* **Instructions for the task**: Write out the records that follow with every word intact.

* **Provided entries**:
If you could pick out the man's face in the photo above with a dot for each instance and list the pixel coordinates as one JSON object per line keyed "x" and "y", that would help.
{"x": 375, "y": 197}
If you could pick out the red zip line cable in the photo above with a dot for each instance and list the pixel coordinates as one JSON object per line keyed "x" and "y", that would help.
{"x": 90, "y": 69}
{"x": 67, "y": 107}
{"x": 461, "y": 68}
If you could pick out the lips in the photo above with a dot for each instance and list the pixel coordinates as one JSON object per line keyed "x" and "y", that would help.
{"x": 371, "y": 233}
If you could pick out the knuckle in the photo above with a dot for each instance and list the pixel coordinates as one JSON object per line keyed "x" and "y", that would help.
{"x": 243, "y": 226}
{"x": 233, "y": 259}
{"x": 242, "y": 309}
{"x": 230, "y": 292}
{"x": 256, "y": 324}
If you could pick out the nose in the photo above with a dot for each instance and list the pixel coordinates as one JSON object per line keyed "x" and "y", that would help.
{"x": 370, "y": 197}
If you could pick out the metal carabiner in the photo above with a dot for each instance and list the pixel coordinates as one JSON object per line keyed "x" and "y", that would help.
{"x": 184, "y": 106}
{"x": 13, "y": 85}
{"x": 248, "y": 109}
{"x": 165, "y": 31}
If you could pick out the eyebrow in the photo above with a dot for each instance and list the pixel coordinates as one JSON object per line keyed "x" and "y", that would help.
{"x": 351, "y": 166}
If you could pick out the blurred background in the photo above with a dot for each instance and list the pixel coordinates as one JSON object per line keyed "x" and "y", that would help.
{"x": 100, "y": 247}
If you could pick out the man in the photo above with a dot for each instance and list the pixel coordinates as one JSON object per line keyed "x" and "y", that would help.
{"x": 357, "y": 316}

* **Task answer**:
If you could pick out the man's face in the photo above with a dot for each instance and list the pixel coordinates as one JSON object per line keyed "x" and "y", that would help.
{"x": 375, "y": 197}
If you could pick out the red zip line cable in the photo above with a dot for each instance and list the pixel coordinates as one JSON object per line keyed "x" and "y", that would help.
{"x": 90, "y": 69}
{"x": 67, "y": 107}
{"x": 461, "y": 68}
If you could pick out the lips in the photo above with a dot for each instance and list the pixel coordinates as one JSON object per line keyed "x" and "y", that would help.
{"x": 371, "y": 233}
If you could pick out the knuckle in the photo above with a dot for each instance and list the pixel coordinates as one JSON object per line keyed "x" and "y", that would help.
{"x": 243, "y": 226}
{"x": 233, "y": 259}
{"x": 242, "y": 309}
{"x": 230, "y": 292}
{"x": 256, "y": 324}
If you could pick out the nose in the photo above with a dot for each instance and list the pixel coordinates as one JSON object per line keyed "x" and "y", that would help.
{"x": 370, "y": 197}
If you could pick out the metal carabiner in the photo above with a dot for each instance and list the pixel coordinates as one JSON object per line keyed "x" and "y", that would help.
{"x": 184, "y": 106}
{"x": 13, "y": 85}
{"x": 248, "y": 109}
{"x": 165, "y": 31}
If you could pick out the eyebrow in the photo above with a dot for each instance and list the pixel coordinates as one JSON object per line keyed "x" and "y", that would help.
{"x": 351, "y": 166}
If you could pick out the blurred background in the photo above with a dot for each instance and list the pixel coordinates as one JSON object per line keyed "x" and "y", that would help.
{"x": 100, "y": 247}
If you could pick out the man in the photo above with a dot for each instance and list the pixel coordinates as one JSON object per line keyed "x" and "y", that would help.
{"x": 357, "y": 316}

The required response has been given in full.